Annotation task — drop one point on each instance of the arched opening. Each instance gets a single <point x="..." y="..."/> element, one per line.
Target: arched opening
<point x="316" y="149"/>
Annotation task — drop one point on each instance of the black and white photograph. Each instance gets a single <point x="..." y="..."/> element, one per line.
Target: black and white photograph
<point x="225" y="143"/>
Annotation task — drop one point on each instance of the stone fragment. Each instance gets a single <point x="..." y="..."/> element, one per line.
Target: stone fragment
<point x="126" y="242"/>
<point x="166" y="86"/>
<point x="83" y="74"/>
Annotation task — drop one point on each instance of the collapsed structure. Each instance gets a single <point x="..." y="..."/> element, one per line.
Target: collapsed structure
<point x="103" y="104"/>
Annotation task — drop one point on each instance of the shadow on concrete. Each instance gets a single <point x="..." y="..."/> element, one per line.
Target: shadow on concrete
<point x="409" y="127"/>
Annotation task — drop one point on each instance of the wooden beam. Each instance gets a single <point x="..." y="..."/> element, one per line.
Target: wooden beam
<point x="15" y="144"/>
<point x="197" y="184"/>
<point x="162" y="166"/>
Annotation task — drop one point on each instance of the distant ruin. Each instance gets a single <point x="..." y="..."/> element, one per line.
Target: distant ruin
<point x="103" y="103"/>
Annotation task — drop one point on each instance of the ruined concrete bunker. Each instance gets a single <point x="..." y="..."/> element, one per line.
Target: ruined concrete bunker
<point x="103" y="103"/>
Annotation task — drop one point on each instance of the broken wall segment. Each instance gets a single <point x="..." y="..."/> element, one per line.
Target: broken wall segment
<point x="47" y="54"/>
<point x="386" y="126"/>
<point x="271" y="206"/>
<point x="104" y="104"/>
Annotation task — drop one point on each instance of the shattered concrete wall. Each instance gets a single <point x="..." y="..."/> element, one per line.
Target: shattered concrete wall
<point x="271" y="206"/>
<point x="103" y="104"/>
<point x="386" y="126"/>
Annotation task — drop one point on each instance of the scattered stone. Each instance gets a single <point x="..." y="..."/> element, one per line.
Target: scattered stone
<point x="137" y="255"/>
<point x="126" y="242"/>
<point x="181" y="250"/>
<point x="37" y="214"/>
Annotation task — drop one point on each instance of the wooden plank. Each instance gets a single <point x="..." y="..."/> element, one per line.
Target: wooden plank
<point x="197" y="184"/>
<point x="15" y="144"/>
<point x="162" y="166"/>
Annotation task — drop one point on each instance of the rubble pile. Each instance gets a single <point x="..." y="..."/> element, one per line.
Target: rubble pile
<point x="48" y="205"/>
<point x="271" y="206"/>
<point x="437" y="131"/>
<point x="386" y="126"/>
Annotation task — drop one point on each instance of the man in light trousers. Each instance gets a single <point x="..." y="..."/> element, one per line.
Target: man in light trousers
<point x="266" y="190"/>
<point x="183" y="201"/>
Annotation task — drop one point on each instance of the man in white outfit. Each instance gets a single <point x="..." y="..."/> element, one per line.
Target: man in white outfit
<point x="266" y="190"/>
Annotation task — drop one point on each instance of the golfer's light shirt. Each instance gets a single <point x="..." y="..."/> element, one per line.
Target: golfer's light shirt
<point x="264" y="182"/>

****************

Transcribe each record shown above, exactly.

Annotation task — drop one point on each instance of the arched opening. Each instance gets a single <point x="..." y="..."/> element, one per line.
Target: arched opening
<point x="316" y="149"/>
Annotation task — drop one point on each instance of the black and white photograph. Each instance gets a single <point x="..." y="..."/> element, one per line.
Target: black and white photograph
<point x="225" y="143"/>
Annotation task — drop one point on each instance of the stone fragment. Each instance gets a single <point x="..." y="..."/> element, one per line.
Target: stone fragment
<point x="126" y="242"/>
<point x="166" y="86"/>
<point x="83" y="74"/>
Annotation task — drop one point on each instance of the collapsed structure. Each instance gets a single <point x="..." y="..."/> element, one per line.
Target: collapsed structure
<point x="103" y="104"/>
Annotation task — drop one point on each instance of the shadow on concrete. Each instance gets a single <point x="..." y="..."/> element, one per line.
Target: shadow on concrete
<point x="409" y="127"/>
Annotation task — drop one point on each instance of the wooden beam. Each instance gets a single <point x="..." y="..."/> element, one per line.
Target: wooden beam
<point x="15" y="144"/>
<point x="197" y="184"/>
<point x="162" y="166"/>
Annotation task — drop one point on each instance of the distant ruin. Each instance gets a single <point x="..." y="..."/> element, one per line.
Target: distant ruin
<point x="103" y="103"/>
Annotation task — drop one point on each instance of the ruined concrete bunker. Each instance gets a single <point x="..." y="..."/> element, one per line.
Target: ruined concrete bunker
<point x="103" y="103"/>
Annotation task — drop one point on each instance of the broken wall segment. Each instance gets a single <point x="..." y="..."/> element, one per line.
Target: broken wall segment
<point x="47" y="54"/>
<point x="386" y="126"/>
<point x="271" y="206"/>
<point x="104" y="104"/>
Annotation task — drop one point on each instance of the shattered concrete wall. Each instance gets a single <point x="..." y="..."/> element, one per line.
Target: shattered concrete wall
<point x="271" y="206"/>
<point x="103" y="104"/>
<point x="386" y="126"/>
Annotation task — drop one point on each instance of the scattered stone. Each instance gets a single <point x="..." y="..."/> element, one per line.
Target: scattered stone
<point x="137" y="255"/>
<point x="126" y="242"/>
<point x="181" y="250"/>
<point x="37" y="214"/>
Annotation task — drop one point on each instance of the wooden plank. Each instance gets a single <point x="..." y="..."/> element, one per line.
Target: wooden plank
<point x="197" y="184"/>
<point x="15" y="144"/>
<point x="162" y="166"/>
Annotation task — drop one point on each instance of the rubble pile. Each instance gets a single <point x="..." y="..."/> element, one per line.
Target: rubble pile
<point x="48" y="205"/>
<point x="271" y="206"/>
<point x="437" y="131"/>
<point x="386" y="126"/>
Annotation task — drop one point on each instance of the man in light trousers. Each instance gets a single <point x="..." y="..."/> element, one per line.
Target: man in light trousers
<point x="266" y="190"/>
<point x="183" y="201"/>
Annotation task — drop one point on each instance of the man in white outfit. Each instance gets a single <point x="..." y="..."/> element, one per line.
Target: man in white outfit
<point x="266" y="190"/>
Annotation task — drop one point on each instance of the golfer's light shirt. Each instance gets a single <point x="..." y="..."/> element, one per line.
Target: golfer's light shirt
<point x="264" y="182"/>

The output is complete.